── PROVIDED MATERIAL

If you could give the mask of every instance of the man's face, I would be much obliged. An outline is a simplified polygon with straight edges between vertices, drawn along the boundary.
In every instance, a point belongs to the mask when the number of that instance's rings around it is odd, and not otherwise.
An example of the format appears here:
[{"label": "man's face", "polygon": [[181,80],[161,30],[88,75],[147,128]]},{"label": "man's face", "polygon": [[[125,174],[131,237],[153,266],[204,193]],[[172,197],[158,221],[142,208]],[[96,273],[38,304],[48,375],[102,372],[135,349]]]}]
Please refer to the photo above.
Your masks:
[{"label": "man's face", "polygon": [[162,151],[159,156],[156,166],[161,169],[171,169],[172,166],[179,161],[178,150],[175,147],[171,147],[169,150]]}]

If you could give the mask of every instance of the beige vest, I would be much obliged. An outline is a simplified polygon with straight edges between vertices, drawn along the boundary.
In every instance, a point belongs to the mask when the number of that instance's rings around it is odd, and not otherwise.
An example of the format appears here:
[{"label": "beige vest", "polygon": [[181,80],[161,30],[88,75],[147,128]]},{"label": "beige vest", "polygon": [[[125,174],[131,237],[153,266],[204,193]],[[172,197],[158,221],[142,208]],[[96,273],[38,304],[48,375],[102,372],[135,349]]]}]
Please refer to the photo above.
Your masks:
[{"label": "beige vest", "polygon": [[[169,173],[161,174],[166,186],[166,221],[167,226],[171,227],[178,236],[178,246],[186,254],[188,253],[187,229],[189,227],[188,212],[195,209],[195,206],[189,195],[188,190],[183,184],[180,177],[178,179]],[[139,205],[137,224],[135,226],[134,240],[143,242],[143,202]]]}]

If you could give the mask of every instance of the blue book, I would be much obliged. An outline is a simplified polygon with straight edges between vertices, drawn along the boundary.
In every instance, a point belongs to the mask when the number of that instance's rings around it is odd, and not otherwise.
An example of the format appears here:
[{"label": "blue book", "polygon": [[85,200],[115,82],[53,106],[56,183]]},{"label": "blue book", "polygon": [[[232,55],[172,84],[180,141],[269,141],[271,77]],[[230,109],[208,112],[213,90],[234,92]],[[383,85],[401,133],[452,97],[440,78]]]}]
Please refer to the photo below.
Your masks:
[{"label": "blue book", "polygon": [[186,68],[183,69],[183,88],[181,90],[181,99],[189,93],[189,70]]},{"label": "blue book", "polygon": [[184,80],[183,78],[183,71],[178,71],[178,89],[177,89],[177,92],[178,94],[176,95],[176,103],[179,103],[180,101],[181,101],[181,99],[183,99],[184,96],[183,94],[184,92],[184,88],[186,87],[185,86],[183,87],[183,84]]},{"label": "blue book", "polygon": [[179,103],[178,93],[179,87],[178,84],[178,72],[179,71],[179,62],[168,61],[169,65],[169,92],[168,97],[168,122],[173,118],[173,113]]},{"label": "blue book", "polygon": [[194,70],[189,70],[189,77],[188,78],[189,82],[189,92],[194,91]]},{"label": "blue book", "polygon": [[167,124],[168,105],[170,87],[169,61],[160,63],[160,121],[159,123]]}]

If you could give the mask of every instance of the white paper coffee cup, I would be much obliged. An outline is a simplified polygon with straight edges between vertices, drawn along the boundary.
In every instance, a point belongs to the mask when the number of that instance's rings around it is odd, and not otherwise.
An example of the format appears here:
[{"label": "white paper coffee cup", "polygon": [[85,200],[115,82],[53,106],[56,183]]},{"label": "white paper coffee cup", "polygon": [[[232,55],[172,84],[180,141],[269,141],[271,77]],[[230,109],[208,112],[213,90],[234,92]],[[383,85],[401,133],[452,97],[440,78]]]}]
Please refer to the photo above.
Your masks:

────

* [GIVEN TASK]: Put all the lines above into a Markdown table with the columns Row and Line, numbering each one and omitting the blank lines.

* [FULL OUTPUT]:
| Row | Line |
|---|---|
| 1 | If you could give the mask of every instance of the man's face, I would be much obliged. An outline is a simplified polygon with straight edges between vertices, drawn along the boundary. |
| 2 | In every instance, a point belongs to the mask when the number of that instance's rings around it is odd, and not otherwise. |
| 3 | An example of the format appears here: |
| 4 | [{"label": "man's face", "polygon": [[181,80],[161,30],[88,75],[147,128]]},{"label": "man's face", "polygon": [[[125,174],[131,237],[153,266],[204,193]],[[172,197],[158,221],[142,208]],[[96,273],[38,304],[48,375],[102,372],[135,349]]]}] |
| 5 | Please refer to the photo above. |
| 6 | Your masks: |
| 7 | [{"label": "man's face", "polygon": [[162,151],[159,156],[156,166],[161,169],[171,169],[172,166],[179,161],[178,150],[175,147],[171,147],[169,150]]}] |
| 8 | If you could give the mask of every instance of the beige vest, I would be much obliged. An outline is a simplified polygon with straight edges between vertices, drawn along the boundary. |
| 9 | In every instance, a point belongs to the mask when the number of that instance's rings around it is odd, and not otherwise. |
| 10 | An example of the format appears here: |
| 11 | [{"label": "beige vest", "polygon": [[181,80],[161,30],[88,75],[147,128]]},{"label": "beige vest", "polygon": [[[125,174],[131,237],[153,266],[204,193]],[[172,197],[158,221],[142,208]],[[96,273],[38,304],[48,375],[102,372],[135,349]]]}] |
| 12 | Please refer to the photo above. |
| 13 | Your masks: |
| 14 | [{"label": "beige vest", "polygon": [[[169,173],[161,174],[166,186],[166,221],[167,226],[171,227],[178,236],[178,246],[186,254],[188,253],[187,229],[189,227],[188,212],[195,209],[195,206],[189,195],[188,190],[183,184],[180,177],[178,179]],[[139,205],[137,224],[135,226],[134,240],[143,242],[143,202]]]}] |
| 15 | If you could give the mask of every instance of the blue book, I would be much obliged. An outline is a simplified polygon with straight edges between vertices, drawn along the boundary. |
| 16 | In every instance, a point belongs to the mask when the number of that instance's rings around it is odd, and not otherwise. |
| 17 | An example of the format appears here: |
| 18 | [{"label": "blue book", "polygon": [[85,200],[115,82],[53,106],[56,183]]},{"label": "blue book", "polygon": [[[232,55],[172,84],[180,141],[269,141],[271,77]],[[230,109],[208,112],[213,90],[234,92]],[[383,85],[401,133],[452,97],[440,78]]]}] |
| 19 | Please refer to the photo below. |
| 20 | Your masks: |
| 21 | [{"label": "blue book", "polygon": [[186,68],[183,69],[183,88],[181,90],[181,99],[189,93],[189,70]]},{"label": "blue book", "polygon": [[184,80],[183,78],[183,71],[178,71],[178,89],[177,89],[177,92],[178,94],[176,95],[176,103],[179,103],[180,101],[181,101],[181,99],[183,99],[184,96],[183,94],[184,92],[184,88],[186,87],[185,86],[183,87],[183,84]]},{"label": "blue book", "polygon": [[179,103],[178,93],[179,87],[178,84],[178,72],[179,71],[179,62],[168,61],[169,65],[169,92],[168,97],[168,122],[173,118],[173,113]]},{"label": "blue book", "polygon": [[194,70],[189,70],[189,77],[188,78],[189,82],[189,92],[194,91]]},{"label": "blue book", "polygon": [[167,124],[168,105],[170,87],[169,61],[160,63],[160,121],[159,123]]}] |
| 22 | If you could give the mask of every instance of the white paper coffee cup, I would be much obliged. An outline is a simplified polygon with straight edges between vertices, drawn along the boundary. |
| 23 | In every instance, a point belongs to the mask when the number of that instance's rings around it is odd, and not otherwise. |
| 24 | An example of the format appears here: |
| 25 | [{"label": "white paper coffee cup", "polygon": [[85,200],[115,82],[53,106],[56,183]]},{"label": "white paper coffee cup", "polygon": [[[232,55],[172,84],[180,141],[269,141],[271,77]],[[230,109],[208,112],[213,90],[234,92]],[[383,85],[401,133],[452,97],[440,78]]]}] |
| 26 | Please refer to the photo above. |
| 27 | Your masks: |